** Begin INFORMATION GIVEN **

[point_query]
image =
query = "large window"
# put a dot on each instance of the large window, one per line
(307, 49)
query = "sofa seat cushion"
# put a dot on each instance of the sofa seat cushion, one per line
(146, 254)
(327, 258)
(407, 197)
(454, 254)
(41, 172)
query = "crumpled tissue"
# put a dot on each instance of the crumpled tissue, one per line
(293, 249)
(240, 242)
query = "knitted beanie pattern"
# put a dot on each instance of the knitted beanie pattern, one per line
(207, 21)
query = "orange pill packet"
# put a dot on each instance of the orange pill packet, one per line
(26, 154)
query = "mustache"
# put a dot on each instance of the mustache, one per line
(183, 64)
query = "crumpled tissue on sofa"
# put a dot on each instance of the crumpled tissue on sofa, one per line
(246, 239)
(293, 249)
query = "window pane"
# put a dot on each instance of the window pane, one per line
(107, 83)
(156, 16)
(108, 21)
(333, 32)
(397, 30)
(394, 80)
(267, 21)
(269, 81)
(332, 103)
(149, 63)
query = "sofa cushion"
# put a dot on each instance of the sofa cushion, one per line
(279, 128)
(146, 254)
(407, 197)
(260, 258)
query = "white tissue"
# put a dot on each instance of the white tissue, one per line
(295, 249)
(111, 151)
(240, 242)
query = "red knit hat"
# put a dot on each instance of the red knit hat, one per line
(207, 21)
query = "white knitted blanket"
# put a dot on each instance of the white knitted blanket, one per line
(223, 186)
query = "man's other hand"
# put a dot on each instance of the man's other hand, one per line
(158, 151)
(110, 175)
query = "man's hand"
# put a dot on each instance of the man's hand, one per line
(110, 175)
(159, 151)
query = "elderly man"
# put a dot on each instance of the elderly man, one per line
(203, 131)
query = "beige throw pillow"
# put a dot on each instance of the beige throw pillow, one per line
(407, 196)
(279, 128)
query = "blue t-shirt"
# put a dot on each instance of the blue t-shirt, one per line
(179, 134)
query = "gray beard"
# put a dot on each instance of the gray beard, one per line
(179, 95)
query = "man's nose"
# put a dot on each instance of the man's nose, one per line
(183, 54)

** End INFORMATION GIVEN **

- EXERCISE -
Repeat all the entries exactly as given.

- FULL RESPONSE -
[point_query]
image =
query = "large window"
# put a dot on each instance of the large window, one per line
(307, 49)
query = "sofa seat cushion"
# put a dot on each instance of the sofa seat cushion, one per line
(146, 254)
(327, 258)
(407, 197)
(454, 254)
(41, 172)
query = "crumpled tissue"
# put a dot on each instance of the crumpled tissue, one per line
(293, 249)
(240, 242)
query = "knitted beanie pattern"
# put a dot on each instance of the knitted beanie pattern, one per line
(207, 21)
query = "orange pill packet"
# put a dot on each instance of the orange pill packet, one per line
(26, 154)
query = "mustache"
# put a dot on each instance of the mustache, one per line
(183, 64)
query = "crumpled tissue on sofa"
# put a dot on each instance of the crumpled tissue on sofa, one per line
(246, 239)
(293, 249)
query = "window pane"
# put a dot on each instance of the window pane, one per line
(107, 83)
(156, 16)
(108, 21)
(333, 32)
(397, 30)
(394, 80)
(267, 21)
(269, 81)
(332, 103)
(149, 63)
query = "sofa cushion"
# put a dot on each instance of the sofa cushion, one per line
(279, 128)
(146, 254)
(407, 197)
(260, 258)
query = "white tissue"
# put a dot on each instance of the white tissue, one per line
(295, 249)
(111, 151)
(240, 242)
query = "red knit hat"
# put a dot on each instance of the red knit hat, one per line
(207, 21)
query = "white knitted blanket"
# put a dot on each instance of the white knitted blanket, one per line
(223, 186)
query = "man's other hand"
# put a dot on each instance of the man's other hand, one per line
(158, 151)
(110, 175)
query = "man's hand"
# put a dot on each instance of the man's hand, one per line
(110, 175)
(159, 151)
query = "elderly man"
# put a dot on each instance of the elderly man, one per line
(203, 131)
query = "beige throw pillow"
# put a dot on each instance of the beige throw pillow, one per line
(407, 196)
(279, 128)
query = "blue t-shirt"
# put a dot on each instance of the blue t-shirt, one per line
(179, 134)
query = "gray beard"
# put a dot on each instance of the gray beard, one per line
(179, 95)
query = "man's nose"
# put a dot on each instance of the man's nose, one per line
(183, 54)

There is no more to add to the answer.